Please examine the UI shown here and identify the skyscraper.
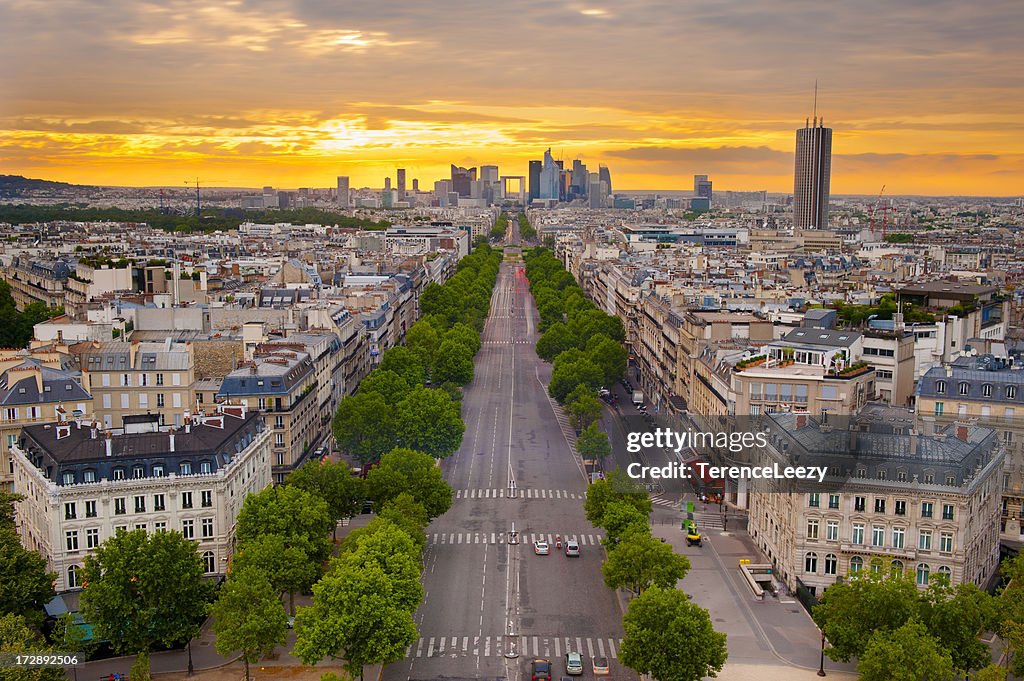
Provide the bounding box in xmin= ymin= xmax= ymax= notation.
xmin=538 ymin=149 xmax=561 ymax=200
xmin=794 ymin=117 xmax=832 ymax=229
xmin=694 ymin=175 xmax=712 ymax=202
xmin=412 ymin=178 xmax=419 ymax=192
xmin=598 ymin=165 xmax=612 ymax=196
xmin=384 ymin=177 xmax=392 ymax=191
xmin=397 ymin=169 xmax=406 ymax=199
xmin=336 ymin=176 xmax=350 ymax=208
xmin=451 ymin=165 xmax=477 ymax=197
xmin=528 ymin=160 xmax=542 ymax=202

++++++++++

__WHAT THE TASK REQUIRES__
An exact copy of the records above is needed, with the pictures removed.

__RESPONSE BOX__
Please examine the UI shown here and identify the skyscraper.
Provide the bounding box in xmin= ymin= xmax= ymax= notation.
xmin=538 ymin=149 xmax=561 ymax=200
xmin=794 ymin=117 xmax=832 ymax=229
xmin=694 ymin=175 xmax=712 ymax=202
xmin=412 ymin=178 xmax=419 ymax=192
xmin=598 ymin=165 xmax=612 ymax=196
xmin=384 ymin=177 xmax=392 ymax=191
xmin=397 ymin=169 xmax=406 ymax=199
xmin=336 ymin=176 xmax=350 ymax=208
xmin=451 ymin=165 xmax=477 ymax=197
xmin=528 ymin=160 xmax=542 ymax=202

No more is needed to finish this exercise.